-- Start TEXT EXCERPT --

Patricia A. McKillip is an author I first encountered thanks to my inability to send back the Science Fiction Book Club forms in a timely fashion (the SFBC assumed one wanted each month’s books unless readers actively told them otherwise). So, sloth for the win! Since her 1973 debut novel The House on Parchment Street, McKillip has written over two dozen novels, garnering World Fantasy Awards, Balrog Awards, Mythopoeic Awards, the Endeavour Award, as well as too many nominations to mention. 1974’s dreamlike fairy tale The Forgotten Beasts of Eld won the following year’s World Fantasy Award, and contemporary readers can enjoy the recent Tachyon reprint.

 

R.M. Meluch

Although R. M. Meluch has been active since 1979’s Sovereign (whose cover looks very familiar to me, even if the plot entirely escapes me), the only works of hers I have read belong to her military SF Tour of the Merrimack series, which pits American and Romans IN SPAAACE against ravening space horrors. Not to my taste, but I know there are respected reviewers who are keen on Meluch’s works (with reservations: see here). The first Merrimack novel is 2005’s The Myriad.

-- End TEXT EXCERPT --
-- Start SUPPLIED MATERIAL --

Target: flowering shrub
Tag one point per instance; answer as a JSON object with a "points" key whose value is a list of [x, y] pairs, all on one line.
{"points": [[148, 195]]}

-- End SUPPLIED MATERIAL --

- [TASK SET]:
- a) Copy the passage on science fiction and fantasy authors word for word, starting at "R.M. Meluch" and ending at "2005’s The Myriad.".
- b) Extend the passage on science fiction and fantasy authors, picking up right after its final sentence.
The material has no connection to the passage on science fiction and fantasy authors.

- [OUTPUTS]:
- a)
R.M. Meluch

Although R. M. Meluch has been active since 1979’s Sovereign (whose cover looks very familiar to me, even if the plot entirely escapes me), the only works of hers I have read belong to her military SF Tour of the Merrimack series, which pits American and Romans IN SPAAACE against ravening space horrors. Not to my taste, but I know there are respected reviewers who are keen on Meluch’s works (with reservations: see here). The first Merrimack novel is 2005’s The Myriad.

- b)
Melisa C. Michaels

Although hard-nosed women action heroes were by no means unknown decades ago, neither were they especially common. Melisa C. Michaels (whose debut story, “In the Country of the Blind,” won a spot in Terry Carr’s The Best Science Fiction of the Year 9) provided one of the relatively few examples. The story belongs in the setting of her Reagan-era Skyrider series. Skyrider’s first instalment was 1985’s Skirmish, in which a talented pilot becomes a pawn in a game whose end phase may be interplanetary war.

 

Judith Moffett

Judith Moffett’s 1979 poetry collection Keeping Time may not be genre, depending on who you believe. Wikipedia seems convinced it is not, but ISFDB seems to think it is. That’s enough, IMHO, to warrant including Moffett now (and not in a hypothetical/possible 1980s-focused sequel to this series). Moffett’s 1987 Pennterra presents an alien world settled first by Quakers (who found a way to conform to the native Hrossa’s demands) and later by non-Quakers (who opted for a more confrontational and markedly less successful strategy.) Readers familiar with fellow Quaker Joan Slonczewski’s 1980 Still Forms on Foxfield may notice similarities. Both books feature established Quaker settlers and their alien friends contending with uncooperative Terran latecomers. Moffett, however, takes her novel in a very, very different direction than does Slonczewski.

 

Janet Morris

Readers familiar with Janet Morris’ work may have first encountered it in the 1980s, in that period when Morris was one of Jim Baen’s go-to authors. Morris has published thirty-three novels, fourteen anthologies, and sixty short stories of which I am aware. Of those, twenty-two novels, eight anthologies, and thirty-eight short stories appeared in the 1980s, most of them from Baen Books. I first became aware of her in the 1970s because her BDSM-flavoured planetary adventure novel The High Couch of Silistra. was very well distributed, at least in Canada. Not my thing, again, but your mileage may vary.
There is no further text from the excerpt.